What this exercise asks:
A: Answer these questions using the article on the far-right threat in Sweden, writing each answer on its own line and marking it (i), (ii) or (iii) to match its question.
(i) In what year was the Nordiska Rikspartiet founded?
(ii) Who is the Head of the Swedish Security Service?
(iii) In what year was the Nordic Resistance Movement founded?
B: Rewrite the part of the article on Sweden's far-right threat starting with "Sweden: The Rise" and going on through "Swedish Security Service.", and swap "epicentre" for "center".

Sweden: The Rise of Threat From the Far Right
Author(s): EMAN Staff
Sweden is an exception in worldwide comparisons of far-right violence and militancy, having a significantly stronger and more resilient extreme-right movement than its Nordic neighbours. Explicitly, Sweden might be defined as the Nordic epicentre for the region's radical far-right movements. Far-right terrorism has been highlighted as a rising and increasing threat to Swedish democracy by various monitoring organisations and governmental authorities in recent years, including the Swedish Security Service.
Despite grave predictions of violence from Islamist organisations, particularly Daesh cells, Sweden’s biggest danger today comes from the extreme right, which intends to exploit overwhelming public resistance to the flood of immigration and the COVID-related strains on public health and other services. According to Klas Friberg, Head of the Swedish Security Service, the violent right-wing extremist ideology that was once exclusive to a tiny and well-organised white power movement is spreading and drawing more people. He further stated that “with various right-wing extremist groups starting to converge, certain individuals might be propelled to carry out xenophobic crimes,” and “this development must be closely monitored,” he emphasised.
Historically, the rise of right-wing extremism and the development of terrorist groups in Sweden did not happen spontaneously. On the outside shell of Sweden’s political system existed several right-wing parties going back to Goran Oredsson’s founding of the Nordiska Rikspartiet (the Nordic Realm Party, NRP) in 1956. It was most powerful in Malmö, which would become the epicentre of several racist organisations in the 1980s and 1990s. Many of the party’s key members, including its first long-term party leader, Anders Klarström, were sentenced to jail for inciting violence, racism, and harassment against anti-racist activists.
Today’s Sweden is home to a number of other extremist organisations such as the Nordic Resistance Movement (NRM), which is a hardcore socialist, transnational neo-Nazi movement that was founded by neo-Nazi nationalists in 1997. The core objective of NRM is to unite the Nordic nations into a unified, nationalist-socialist state, either through elections or revolution: “All non-ethnic northern Europeans will be repatriated, and power will be reclaimed from the global Zionist elite.” Additionally, the movement is anti-minority and clearly expresses that immigrants and people of non-Nordic heritage are not welcomed in Sweden and should leave immediately. Also, NRM’s political program routinely criticises existing government leadership, blaming prior and current government coalitions for Sweden’s current political and socio-economic state. These NRM extremist views imply that non-Nordic immigrants, especially Arabs and Africans, are ‘second-class’ citizens that have no place in the Nordic nations nor in their parliaments.

Dataset content:
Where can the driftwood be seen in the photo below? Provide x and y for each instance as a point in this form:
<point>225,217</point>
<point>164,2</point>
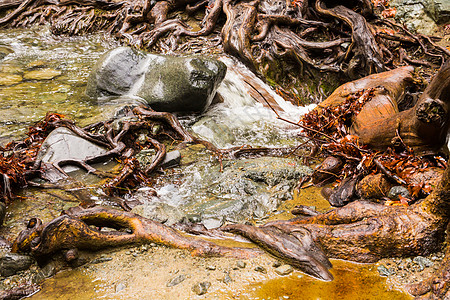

Answers to the exercises:
A:
(i) 1956
(ii) Klas Friberg
(iii) 1997

B:
Sweden: The Rise of Threat From the Far Right
Author(s): EMAN Staff
Sweden is an exception in worldwide comparisons of far-right violence and militancy, having a significantly stronger and more resilient extreme-right movement than its Nordic neighbours. Explicitly, Sweden might be defined as the Nordic center for the region's radical far-right movements. Far-right terrorism has been highlighted as a rising and increasing threat to Swedish democracy by various monitoring organisations and governmental authorities in recent years, including the Swedish Security Service.